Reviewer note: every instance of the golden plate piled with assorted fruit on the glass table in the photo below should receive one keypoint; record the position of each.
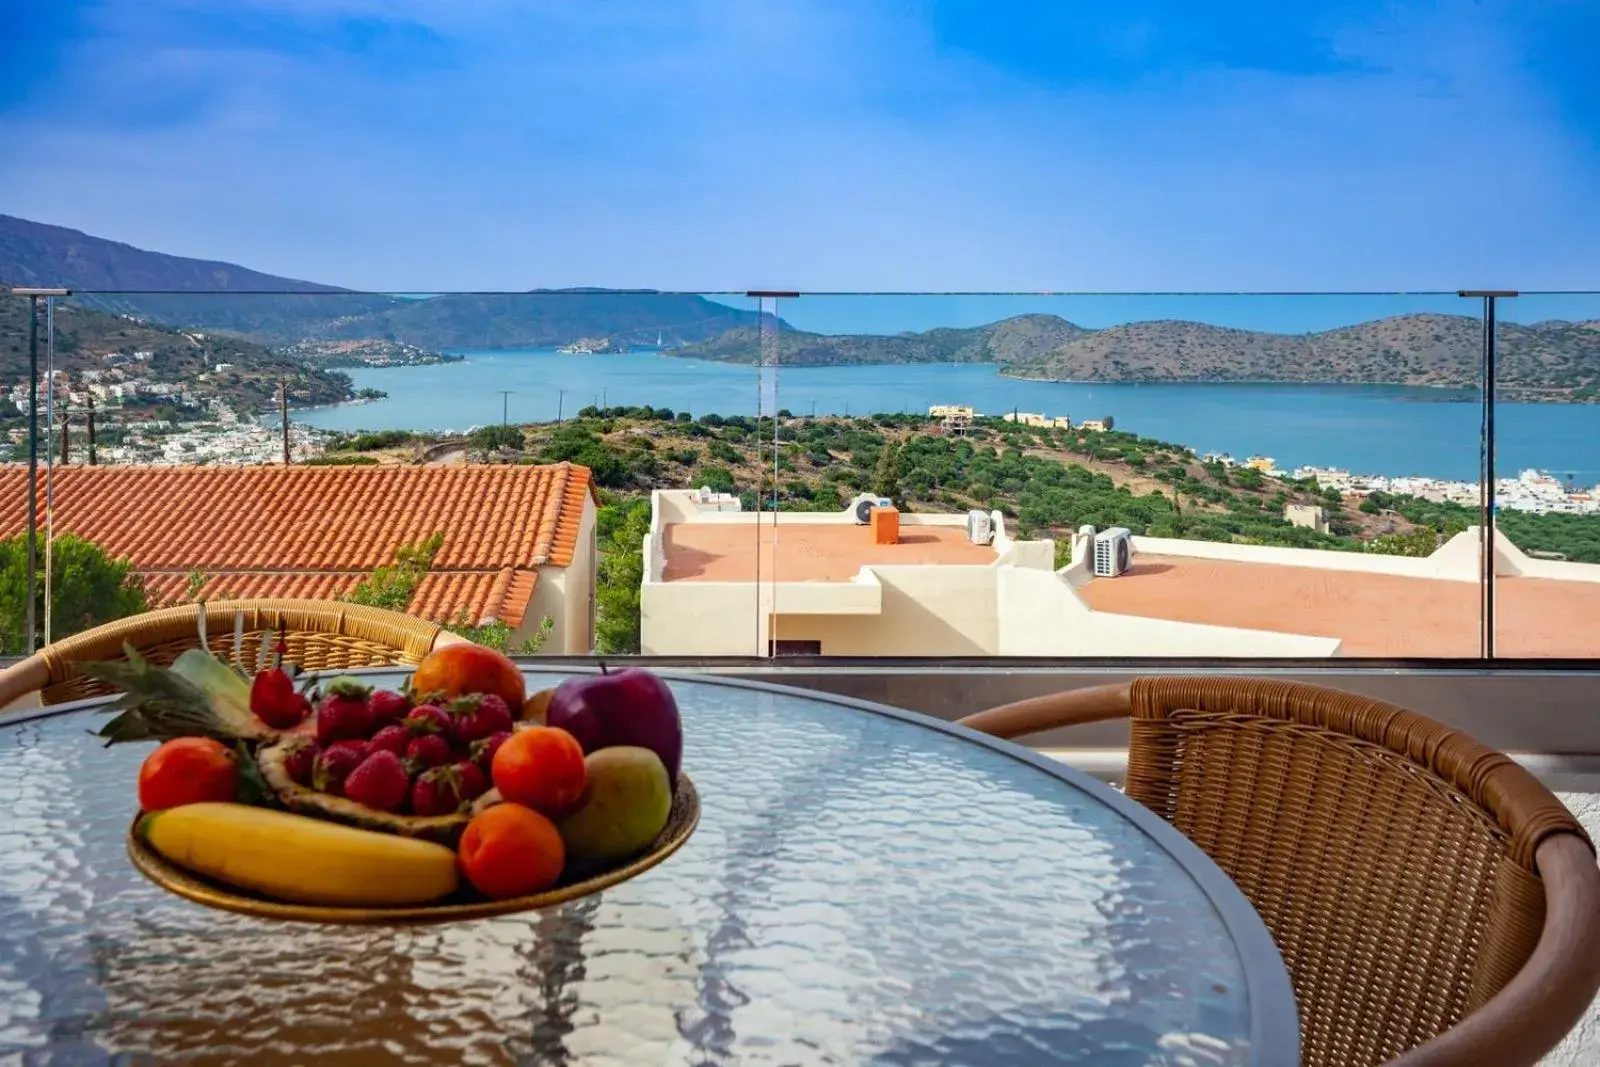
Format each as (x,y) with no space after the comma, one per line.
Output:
(457,796)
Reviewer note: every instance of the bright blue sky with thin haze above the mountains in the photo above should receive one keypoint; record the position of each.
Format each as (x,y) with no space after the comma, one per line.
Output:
(825,145)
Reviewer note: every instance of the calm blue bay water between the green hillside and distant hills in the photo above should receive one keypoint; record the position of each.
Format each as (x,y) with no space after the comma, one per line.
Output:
(1367,430)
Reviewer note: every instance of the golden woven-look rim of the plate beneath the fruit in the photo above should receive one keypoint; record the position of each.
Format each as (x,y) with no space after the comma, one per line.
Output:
(460,908)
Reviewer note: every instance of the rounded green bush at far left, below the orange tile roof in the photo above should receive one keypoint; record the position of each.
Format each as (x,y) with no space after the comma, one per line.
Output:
(87,589)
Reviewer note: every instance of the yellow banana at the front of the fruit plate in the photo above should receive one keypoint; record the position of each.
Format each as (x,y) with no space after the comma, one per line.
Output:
(302,860)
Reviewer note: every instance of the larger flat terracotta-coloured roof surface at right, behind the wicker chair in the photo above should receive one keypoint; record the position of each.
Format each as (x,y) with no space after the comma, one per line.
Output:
(1374,615)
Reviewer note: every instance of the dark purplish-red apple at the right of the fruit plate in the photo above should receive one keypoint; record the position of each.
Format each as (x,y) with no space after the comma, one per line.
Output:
(623,708)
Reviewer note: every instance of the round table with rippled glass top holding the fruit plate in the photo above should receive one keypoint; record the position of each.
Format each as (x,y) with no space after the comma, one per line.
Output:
(866,887)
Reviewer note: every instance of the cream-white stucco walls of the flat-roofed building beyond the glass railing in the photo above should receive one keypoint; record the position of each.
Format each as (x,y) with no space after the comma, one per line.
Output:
(1014,607)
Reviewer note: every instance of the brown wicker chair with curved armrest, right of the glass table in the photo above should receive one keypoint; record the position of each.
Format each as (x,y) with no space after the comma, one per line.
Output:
(1436,905)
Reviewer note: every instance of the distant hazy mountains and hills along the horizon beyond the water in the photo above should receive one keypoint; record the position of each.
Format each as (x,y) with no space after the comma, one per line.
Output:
(1553,359)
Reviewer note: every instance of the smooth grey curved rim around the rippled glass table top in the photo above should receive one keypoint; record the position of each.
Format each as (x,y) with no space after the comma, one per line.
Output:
(1274,1013)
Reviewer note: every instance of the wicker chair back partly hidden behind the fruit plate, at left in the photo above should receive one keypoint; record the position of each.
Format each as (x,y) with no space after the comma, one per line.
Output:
(321,636)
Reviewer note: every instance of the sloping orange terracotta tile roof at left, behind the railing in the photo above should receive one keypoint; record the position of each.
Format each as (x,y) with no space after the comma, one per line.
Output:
(316,532)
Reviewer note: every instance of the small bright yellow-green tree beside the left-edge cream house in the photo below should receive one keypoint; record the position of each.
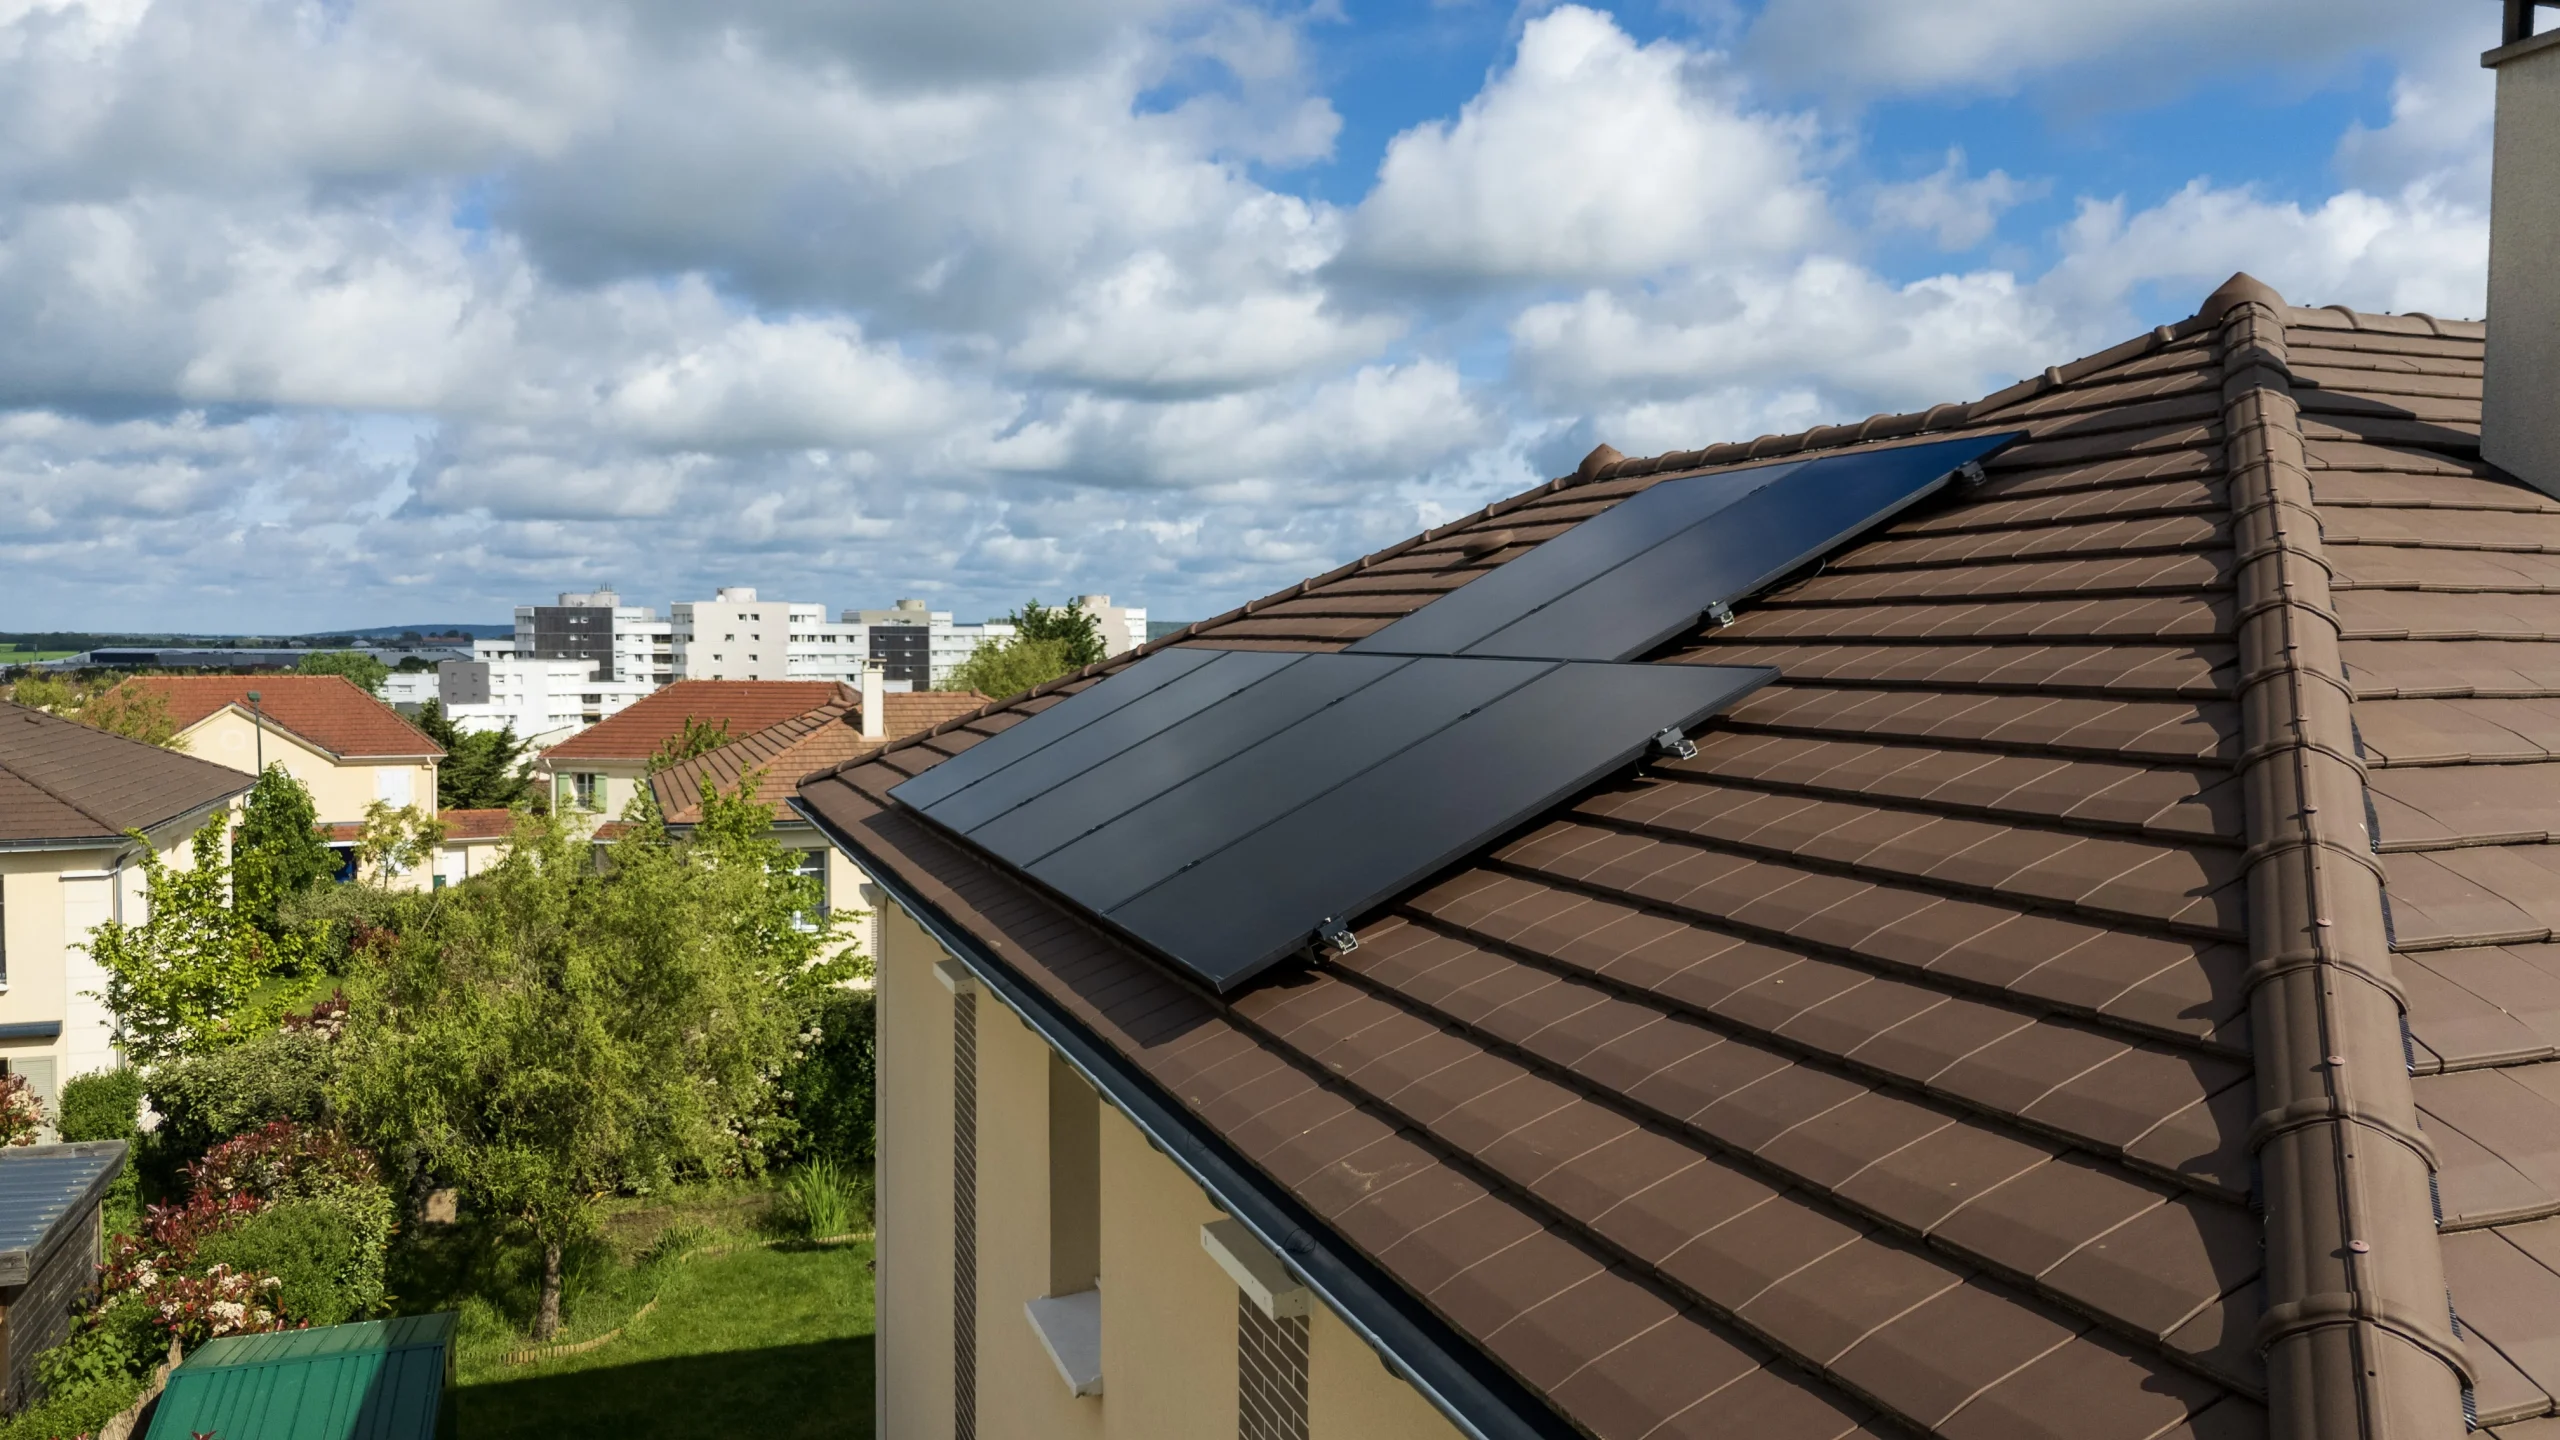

[Exercise details]:
Your reply should consist of a single number, the count of lines in the records above that contain the string "blue".

[Response]:
2